**SHORT EXERCISE**: Reproduce word for word everything from "In addition, the" down to "the Interior Ministry." in the passage on Chile's constitutional reforms below.

**PASSAGE PROVIDED**:

>> begin

The charter also established a National Security Council that in theory could be convened and act without the president's consent, and granted the armed forces a sweeping arbiter's role as "guarantors of institutionality." That potentially intrusive authority would now be removed from the Constitution, and the powers of the National Security Council would be curtailed.
In addition, the reform package, which has already been approved by the Senate and is expected to pass in the lower house, demilitarizes the national police by transferring their control from the Defense Ministry to the Interior Ministry.
In his moves to weaken the ability of his civilian successors to undo his authoritarian system, General Pinochet also installed an unusual "binominal" electoral system that virtually guarantees minority overrepresentation in Congress. That system still remains in place, but under the reform package, it is to be removed from the Constitution and has been recast as an ordinary statute. But some analysts do not believe that the proposed reforms go far enough. Through the Pinochet electoral system, "the right still retains veto power," complained Felipe Portales, author of the book "Chile: A Democracy Under Tutelage" and a critic of the military. "The era of formal military tutelage may be ending, but much of the basic legislation the dictatorship left behind also remains in place, which makes it difficult to reform the labor, health, tax, social security and education codes."

>> end

Records in a dataset:
>> begin

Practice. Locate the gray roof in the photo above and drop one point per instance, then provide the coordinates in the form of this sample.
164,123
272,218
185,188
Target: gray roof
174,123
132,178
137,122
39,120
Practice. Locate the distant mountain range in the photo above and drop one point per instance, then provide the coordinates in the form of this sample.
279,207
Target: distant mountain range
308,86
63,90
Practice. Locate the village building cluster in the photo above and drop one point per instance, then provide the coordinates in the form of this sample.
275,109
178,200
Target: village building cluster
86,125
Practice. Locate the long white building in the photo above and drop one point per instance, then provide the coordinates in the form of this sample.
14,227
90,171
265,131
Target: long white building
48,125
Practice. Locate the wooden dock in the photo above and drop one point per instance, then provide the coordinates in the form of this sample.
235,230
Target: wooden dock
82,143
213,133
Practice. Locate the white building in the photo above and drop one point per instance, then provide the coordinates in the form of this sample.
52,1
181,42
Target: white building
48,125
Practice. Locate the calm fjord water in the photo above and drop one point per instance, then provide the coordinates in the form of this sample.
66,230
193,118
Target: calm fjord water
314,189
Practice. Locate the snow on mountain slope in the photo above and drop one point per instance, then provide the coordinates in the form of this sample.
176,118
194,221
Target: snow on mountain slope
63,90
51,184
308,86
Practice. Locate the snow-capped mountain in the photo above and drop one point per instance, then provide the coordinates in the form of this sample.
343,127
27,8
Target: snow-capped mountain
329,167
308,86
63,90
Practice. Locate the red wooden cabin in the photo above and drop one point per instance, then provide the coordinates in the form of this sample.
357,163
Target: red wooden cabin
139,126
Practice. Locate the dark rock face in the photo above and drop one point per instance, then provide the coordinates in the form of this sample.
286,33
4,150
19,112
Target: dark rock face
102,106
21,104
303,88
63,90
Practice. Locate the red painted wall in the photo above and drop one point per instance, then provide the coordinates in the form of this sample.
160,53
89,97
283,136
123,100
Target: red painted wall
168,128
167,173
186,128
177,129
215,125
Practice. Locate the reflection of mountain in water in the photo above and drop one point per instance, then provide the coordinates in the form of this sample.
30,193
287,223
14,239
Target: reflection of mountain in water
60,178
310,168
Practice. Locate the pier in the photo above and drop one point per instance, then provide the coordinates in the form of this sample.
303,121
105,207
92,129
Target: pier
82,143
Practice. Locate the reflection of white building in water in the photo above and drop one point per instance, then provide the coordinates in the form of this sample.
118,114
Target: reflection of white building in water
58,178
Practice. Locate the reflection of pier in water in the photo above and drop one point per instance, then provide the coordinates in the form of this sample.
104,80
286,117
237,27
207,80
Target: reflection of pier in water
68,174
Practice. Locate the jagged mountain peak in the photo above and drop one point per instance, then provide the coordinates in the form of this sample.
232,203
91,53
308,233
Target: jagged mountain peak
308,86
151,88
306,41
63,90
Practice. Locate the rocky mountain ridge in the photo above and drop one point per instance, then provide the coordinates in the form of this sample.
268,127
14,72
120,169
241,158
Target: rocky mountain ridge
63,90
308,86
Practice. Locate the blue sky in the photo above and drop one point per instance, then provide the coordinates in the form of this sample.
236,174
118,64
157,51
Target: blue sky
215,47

>> end

**EXERCISE ANSWER**:
In addition, the reform package, which has already been approved by the Senate and is expected to pass in the lower house, demilitarizes the national police by transferring their control from the Defense Ministry to the Interior Ministry.